Requirements:
Extract the passage of the henna paste text below, starting with "So use an acidic" and going on through "smelling paste make.", and copy it word for word.

Source excerpt:
Acids break down cellulose walls just fine. Remember writing secret invisible notes with lemon juice on paper as a kid? Heat up the paper & the message is revealed, right? That's because the lemon juice breaks down the cellulose of paper break to simpler sugars, then the heat caramelizes those simple sugars, darkening them!
So use an acidic liquid to make your henna paste & you'll have a higher lawsone dye content in your henna paste.
A second reason for using an acidic liquid is because acids help keep the hydrogen atoms intact. That sounds like gibberish to anti-chemistry peeps, but it's actually really important in determining how much lawsone dye will be able to permanently bind to keratin (hair & nails) & collagen (skin).
So which acidic liquids can be used? Lemon juice, lime juice, apple juice, cranberry juice, vinegar are all great. You can eve just add powdered citric acid.
Warning: using vinegar or apple cider vinegar does not a good smelling paste make.
Acids from the bad side of town: coffee, tea, wine. They are not acidic enough to increase dye release and their dark colour doesn't mean the henna stain will be darker. They tend to smell bad, plus caffeine absorbs through the skin.
Can henna by dye released with water? Yes it can, but the quality of the henna might be compromised: not as much lawsome dye will release, the dye might not bind as well & might not last as long. If you are going to use water, distilled or rainwater is best (lower pH).

Data block:
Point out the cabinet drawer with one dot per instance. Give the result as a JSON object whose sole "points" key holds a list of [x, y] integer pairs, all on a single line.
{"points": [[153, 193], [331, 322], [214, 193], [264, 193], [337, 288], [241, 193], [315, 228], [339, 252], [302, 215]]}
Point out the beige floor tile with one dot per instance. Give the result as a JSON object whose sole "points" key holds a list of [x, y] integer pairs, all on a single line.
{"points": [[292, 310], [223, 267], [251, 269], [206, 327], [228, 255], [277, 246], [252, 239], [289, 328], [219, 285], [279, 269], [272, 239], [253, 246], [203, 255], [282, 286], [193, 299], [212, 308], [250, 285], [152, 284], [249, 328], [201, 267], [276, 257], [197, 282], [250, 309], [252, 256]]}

Result:
So use an acidic liquid to make your henna paste & you'll have a higher lawsone dye content in your henna paste.
A second reason for using an acidic liquid is because acids help keep the hydrogen atoms intact. That sounds like gibberish to anti-chemistry peeps, but it's actually really important in determining how much lawsone dye will be able to permanently bind to keratin (hair & nails) & collagen (skin).
So which acidic liquids can be used? Lemon juice, lime juice, apple juice, cranberry juice, vinegar are all great. You can eve just add powdered citric acid.
Warning: using vinegar or apple cider vinegar does not a good smelling paste make.